(EXTRACT TO READ)

General Motors Co. will work with a Chinese auto maker on a $5 billion initiative to overhaul how it creates cars for developing markets, a move that represents the U.S. auto maker's first major development project in China to address global markets.

The Detroit auto maker plans to work with SAIC Motor Corp., one of its Chinese joint-venture partners, to develop a common blueprint, or architecture, that can be tailored for specific styles or regional markets. Their goal is the same one rivals Volkswagen AG, Renault SA, Ford Motor Co. and Toyota Motor Corp. are spending billions of dollars to achieve.

SAIC, a state-owned company that is a major car maker in China, is looking to become more viable on the global stage. Having aligned with the biggest auto makers in the world, including Volkswagen, SAIC's multi-billion-dollar joint venture with GM could help the Shanghai-based company finally create a car capable of appealing to a broader set of car buyers.

China's Geely Automobile Holdings Ltd. also is expanding a joint venture with Volvo Car Corp. to design a subcompact car that meets safety and quality standards in Western markets where Chinese brands have struggled to gain a foothold.

At GM, the planned platform investment is equivalent to what the auto maker is spending on its current stock buyback program, and to the money it has earmarked for updating its U.S. manufacturing operations through 2018.

The auto makers that first gets the emerging-markets concept right could impact the industry pecking order for decades to come. The industry currently sells about 85 million vehicles a year around the world, the majority of which are in China, Western Europe and the U.S.

The plan, scheduled to be disclosed on Tuesday by Chief Executive Mary Barra, comes as GM is spending about $9 billion annually on capital expenditures. It has earmarked $14 billion to revive Cadillac and $16 billion to maintain leadership in China.

GM President Dan Ammann said in an interview the Detroit auto maker primarily will sink its $5 billion emerging-markets investment into operations in China, India, Brazil and Mexico. Its joint ventures in China—the world's largest market and where GM holds 14% market share—will contribute additional investment beyond the disclosed outlay, but Mr. Ammann didn't disclose the size of that additional commitment.

GM's plan calls for the single new platform to replace a cluttered network of vehicles it currently markets. Mr. Ammann declined to say how many architectures will be consolidated, but he noted vehicles like the Chevrolet Aveo will move to this program. In India, for instance, GM is now using six different underlying architectures—a model that the company admits is extremely inefficient.

(End EXTRACT TO READ)
(DATA UNDER STUDY)

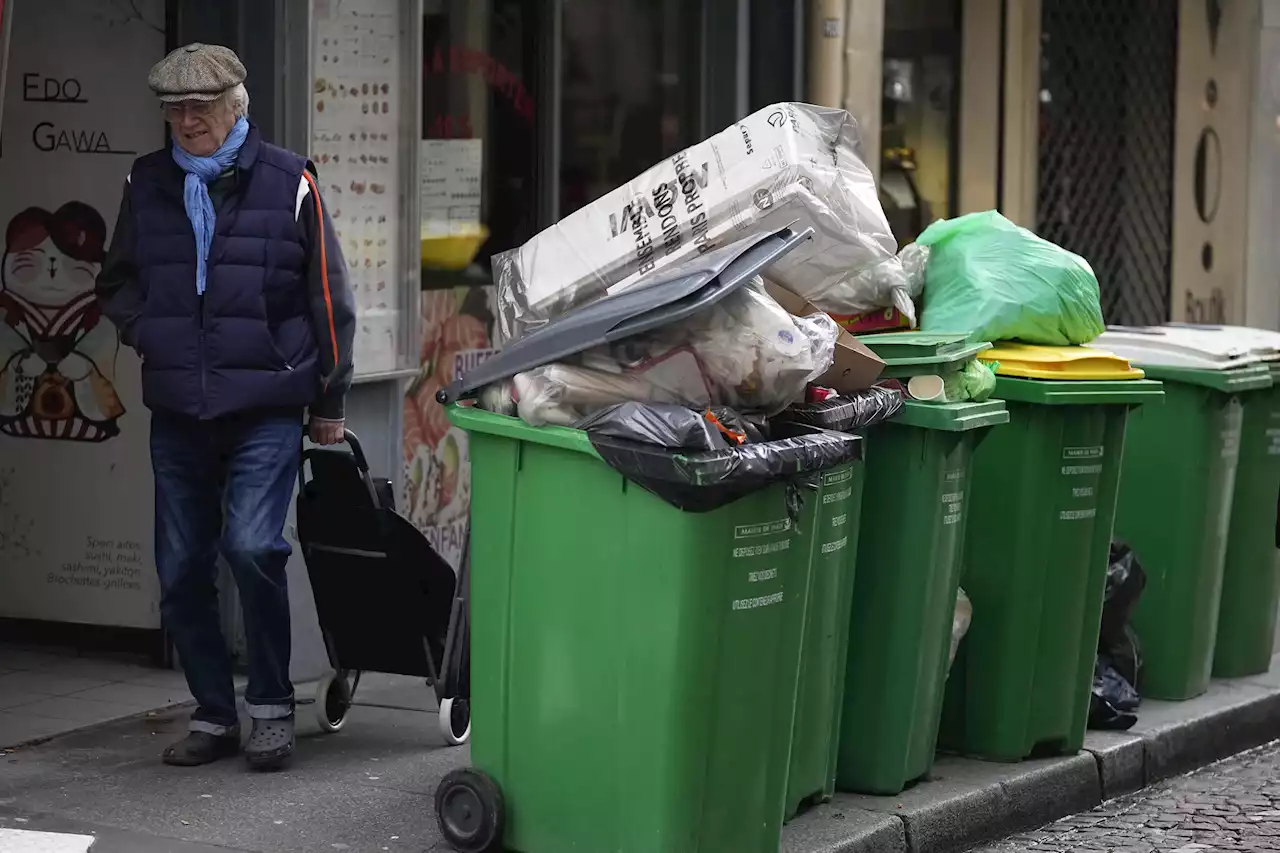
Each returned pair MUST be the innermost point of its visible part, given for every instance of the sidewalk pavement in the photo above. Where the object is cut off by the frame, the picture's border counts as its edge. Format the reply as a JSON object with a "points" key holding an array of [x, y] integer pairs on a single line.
{"points": [[371, 787], [1230, 806]]}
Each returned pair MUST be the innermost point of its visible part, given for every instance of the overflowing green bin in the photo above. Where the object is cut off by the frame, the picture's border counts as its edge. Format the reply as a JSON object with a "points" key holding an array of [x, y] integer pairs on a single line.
{"points": [[1251, 570], [909, 557], [1175, 507], [1037, 551], [635, 667], [828, 532]]}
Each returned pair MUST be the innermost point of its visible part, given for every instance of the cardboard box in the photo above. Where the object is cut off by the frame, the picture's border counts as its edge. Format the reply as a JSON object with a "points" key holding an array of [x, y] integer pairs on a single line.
{"points": [[855, 366]]}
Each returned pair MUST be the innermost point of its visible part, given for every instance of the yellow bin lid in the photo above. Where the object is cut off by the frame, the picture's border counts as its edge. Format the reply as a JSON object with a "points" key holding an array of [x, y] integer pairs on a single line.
{"points": [[1059, 363]]}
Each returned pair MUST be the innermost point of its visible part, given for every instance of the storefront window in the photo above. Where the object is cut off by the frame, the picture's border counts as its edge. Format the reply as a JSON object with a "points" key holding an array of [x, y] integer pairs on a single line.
{"points": [[361, 141], [922, 59], [479, 121], [478, 197], [630, 78]]}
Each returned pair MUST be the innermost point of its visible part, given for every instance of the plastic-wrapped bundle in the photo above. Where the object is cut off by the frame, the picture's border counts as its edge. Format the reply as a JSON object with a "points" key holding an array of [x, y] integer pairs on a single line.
{"points": [[786, 164], [842, 414]]}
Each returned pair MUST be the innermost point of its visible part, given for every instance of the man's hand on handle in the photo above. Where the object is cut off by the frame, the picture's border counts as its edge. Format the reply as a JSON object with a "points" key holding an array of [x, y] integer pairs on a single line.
{"points": [[323, 430]]}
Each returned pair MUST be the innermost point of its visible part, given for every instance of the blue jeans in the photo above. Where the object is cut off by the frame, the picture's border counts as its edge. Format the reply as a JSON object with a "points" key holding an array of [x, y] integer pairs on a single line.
{"points": [[225, 486]]}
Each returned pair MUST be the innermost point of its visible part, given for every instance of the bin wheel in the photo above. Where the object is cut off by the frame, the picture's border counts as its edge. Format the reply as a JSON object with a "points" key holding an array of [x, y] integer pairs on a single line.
{"points": [[455, 721], [330, 706], [471, 812]]}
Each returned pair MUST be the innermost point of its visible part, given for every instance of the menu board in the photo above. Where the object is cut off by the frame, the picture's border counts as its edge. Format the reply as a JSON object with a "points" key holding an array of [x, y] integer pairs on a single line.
{"points": [[356, 127], [449, 182]]}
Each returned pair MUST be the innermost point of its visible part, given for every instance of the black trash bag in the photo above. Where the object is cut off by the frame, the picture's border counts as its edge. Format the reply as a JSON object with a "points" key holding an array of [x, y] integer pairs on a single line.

(End DATA UNDER STUDY)

Proceed with the news report on GM's $5 billion emerging-markets plan with SAIC, continuing after its last sentence.

If the effort succeeds, the $5 billion global vehicle project could be responsible for 2 million in annual vehicle sales, Mr. Ammann said, or roughly 20% of its current volume. To ensure those sales are profitable, GM has to confront the problem that small cars equipped with the latest safety gear, fuel-saving components and technology, deliver far lower margins than the large sport-utility vehicles and pickups that GM sells in North America.

GM and others expect developing markets in Southeast Asia and South America to account for a hefty share of industry growth in coming years. That means they must predict how a patchwork of regulations and consumer tastes in markets around the world could converge in the next decade.

But the exercise is necessary if GM is going to achieve a decades long quest to simplify its sprawling business. Ford has been consolidating its architectures since former chief executive Alan Mulally took the helm in 2006. The Dearborn, Mich., auto maker now works off nine global vehicle platforms, down from 27 in 2007.

GM, in contrast, has 25 different vehicle architectures that it uses to build cars around the world, vastly more than its goal of 15 by 2020 or four by 2025. GM has in the past set out to make global products, but those efforts have been disrupted by bankruptcy or regional fiefs that demand ultra-tailored products for particular markets.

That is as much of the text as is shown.